Excerpt provided
By Shelley Neese
In the last two weeks, Israel has observed three national holidays that had to be observed individually rather than communally. First, it was on April 20th that Israel marked Holocaust Remembrance Day, or Yom HaShoah. Normally, there would have been a very large state ceremony held at Yad Vashem. Six beacons are lit in memory of the six million Jewish lives lost. Additional ceremonies take place throughout the country in schools, on military bases, and synagogues.
None of that could happen in person this year. Holocaust survivors are certainly among the vulnerable during this pandemic so they too stayed at home. Israel still used the two minute air-raid siren and this year instead of streets and hustling sidewalks coming to a stop, people sat quietly in their homes. I hope and pray that the siren was able to pierce through the loneliness that the pandemic has stirred.

Work order A
List every place the article on Israel's holidays during the pandemic names where additional Holocaust Remembrance Day ceremonies normally take place around the country.
Work order B
In the article on Israel's holidays during the pandemic, change "pandemic" to "outbreak" throughout the stretch from "By Shelley Neese" through "pandemic has stirred.", and write that stretch out again.
Work order C
Continue the article on Israel's holidays during the pandemic, starting after its last sentence.

Stored items

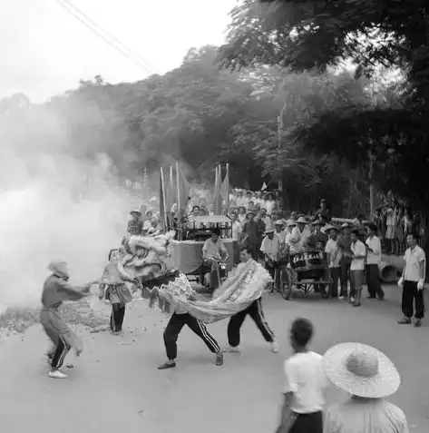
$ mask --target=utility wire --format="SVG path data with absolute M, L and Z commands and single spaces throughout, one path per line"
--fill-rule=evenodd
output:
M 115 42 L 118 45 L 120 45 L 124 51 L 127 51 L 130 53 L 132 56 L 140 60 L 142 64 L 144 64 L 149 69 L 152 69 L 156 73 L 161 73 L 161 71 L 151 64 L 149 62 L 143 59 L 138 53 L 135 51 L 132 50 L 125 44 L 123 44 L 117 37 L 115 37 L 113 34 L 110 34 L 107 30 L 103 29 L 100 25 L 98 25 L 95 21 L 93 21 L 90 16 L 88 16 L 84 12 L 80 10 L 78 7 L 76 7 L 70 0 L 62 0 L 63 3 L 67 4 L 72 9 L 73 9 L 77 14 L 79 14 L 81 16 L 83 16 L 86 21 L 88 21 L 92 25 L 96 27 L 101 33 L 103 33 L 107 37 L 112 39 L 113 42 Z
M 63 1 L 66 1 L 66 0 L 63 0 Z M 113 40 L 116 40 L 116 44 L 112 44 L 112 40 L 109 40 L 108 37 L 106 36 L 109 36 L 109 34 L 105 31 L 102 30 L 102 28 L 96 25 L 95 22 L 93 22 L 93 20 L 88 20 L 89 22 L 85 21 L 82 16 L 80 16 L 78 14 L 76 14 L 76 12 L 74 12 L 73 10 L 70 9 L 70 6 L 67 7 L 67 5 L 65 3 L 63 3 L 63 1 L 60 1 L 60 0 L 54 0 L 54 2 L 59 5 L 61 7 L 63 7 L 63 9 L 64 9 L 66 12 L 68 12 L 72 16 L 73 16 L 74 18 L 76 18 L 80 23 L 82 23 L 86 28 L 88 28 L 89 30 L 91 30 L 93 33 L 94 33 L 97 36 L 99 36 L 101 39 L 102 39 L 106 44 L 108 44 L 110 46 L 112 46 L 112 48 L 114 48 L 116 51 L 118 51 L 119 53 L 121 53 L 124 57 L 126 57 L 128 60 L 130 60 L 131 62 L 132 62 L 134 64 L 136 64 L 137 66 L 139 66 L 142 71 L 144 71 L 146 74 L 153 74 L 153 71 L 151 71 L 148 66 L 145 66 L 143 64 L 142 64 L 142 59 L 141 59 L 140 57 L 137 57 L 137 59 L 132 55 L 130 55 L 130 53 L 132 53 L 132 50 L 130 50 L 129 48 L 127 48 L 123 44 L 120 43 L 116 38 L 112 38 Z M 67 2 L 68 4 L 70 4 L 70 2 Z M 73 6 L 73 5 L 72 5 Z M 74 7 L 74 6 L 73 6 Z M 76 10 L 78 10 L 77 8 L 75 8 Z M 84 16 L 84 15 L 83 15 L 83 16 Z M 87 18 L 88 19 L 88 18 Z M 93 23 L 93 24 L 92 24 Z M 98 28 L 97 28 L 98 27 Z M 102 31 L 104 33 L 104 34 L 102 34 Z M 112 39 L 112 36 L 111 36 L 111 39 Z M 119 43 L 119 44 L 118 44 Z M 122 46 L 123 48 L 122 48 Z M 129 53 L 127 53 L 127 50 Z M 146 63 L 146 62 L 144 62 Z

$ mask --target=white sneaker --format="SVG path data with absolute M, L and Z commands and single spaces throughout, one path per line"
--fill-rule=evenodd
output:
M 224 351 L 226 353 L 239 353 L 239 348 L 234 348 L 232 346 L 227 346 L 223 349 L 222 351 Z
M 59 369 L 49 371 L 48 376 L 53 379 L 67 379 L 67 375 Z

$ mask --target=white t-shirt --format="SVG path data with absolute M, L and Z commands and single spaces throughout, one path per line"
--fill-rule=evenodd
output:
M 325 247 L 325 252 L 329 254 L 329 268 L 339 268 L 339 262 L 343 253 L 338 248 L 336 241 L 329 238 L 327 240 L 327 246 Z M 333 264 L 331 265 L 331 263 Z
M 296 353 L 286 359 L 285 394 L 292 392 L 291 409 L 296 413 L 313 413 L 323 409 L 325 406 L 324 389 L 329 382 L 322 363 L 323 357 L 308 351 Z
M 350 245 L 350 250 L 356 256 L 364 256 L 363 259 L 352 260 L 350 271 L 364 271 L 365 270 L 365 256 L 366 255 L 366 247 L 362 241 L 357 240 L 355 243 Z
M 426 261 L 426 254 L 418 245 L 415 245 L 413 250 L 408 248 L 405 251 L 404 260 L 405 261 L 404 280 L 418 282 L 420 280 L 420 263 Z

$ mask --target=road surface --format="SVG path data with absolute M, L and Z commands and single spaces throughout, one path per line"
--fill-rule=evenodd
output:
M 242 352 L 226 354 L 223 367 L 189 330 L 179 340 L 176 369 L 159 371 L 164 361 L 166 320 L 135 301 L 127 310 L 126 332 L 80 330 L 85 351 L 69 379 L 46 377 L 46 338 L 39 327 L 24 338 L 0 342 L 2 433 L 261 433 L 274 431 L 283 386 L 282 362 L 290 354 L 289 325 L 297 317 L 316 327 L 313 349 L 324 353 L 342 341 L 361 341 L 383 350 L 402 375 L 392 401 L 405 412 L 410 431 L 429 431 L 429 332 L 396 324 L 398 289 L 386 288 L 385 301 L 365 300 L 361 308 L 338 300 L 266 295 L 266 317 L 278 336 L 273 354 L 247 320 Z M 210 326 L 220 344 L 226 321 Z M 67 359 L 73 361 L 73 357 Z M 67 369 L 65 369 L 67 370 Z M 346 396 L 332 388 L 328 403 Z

Task response A
Schools, military bases, and synagogues.

Task response B
By Shelley Neese
In the last two weeks, Israel has observed three national holidays that had to be observed individually rather than communally. First, it was on April 20th that Israel marked Holocaust Remembrance Day, or Yom HaShoah. Normally, there would have been a very large state ceremony held at Yad Vashem. Six beacons are lit in memory of the six million Jewish lives lost. Additional ceremonies take place throughout the country in schools, on military bases, and synagogues.
None of that could happen in person this year. Holocaust survivors are certainly among the vulnerable during this outbreak so they too stayed at home. Israel still used the two minute air-raid siren and this year instead of streets and hustling sidewalks coming to a stop, people sat quietly in their homes. I hope and pray that the siren was able to pierce through the loneliness that the outbreak has stirred.

Task response C
Yom Hazikaron or Israel’s Memorial Day happened on April 27th. This is normally an opportunity for the country to recognize all of the fallen soldiers and all the victims of terror in Israel’s 72 years of war and conflict. The young country, with its near universal army conscription, relates to the military as a nation in a way that few other countries do. When military service is required that means that every adult has their own experiences in uniform and every child knows they will be called upon in service to their country. The connection is real and profound. Just like on Holcaust Remembrance Day, a air-raid siren goes off all over the country for two minutes for a moment of silence and reflection. This year Israel had to close off military cemeteries and not allow for congregating at cemetery cites or memorials. The national memorial services were mostly viewed virtually with a few select military and political leaders in masks. Still, families lit candles in their homes for the lives lost and remembered.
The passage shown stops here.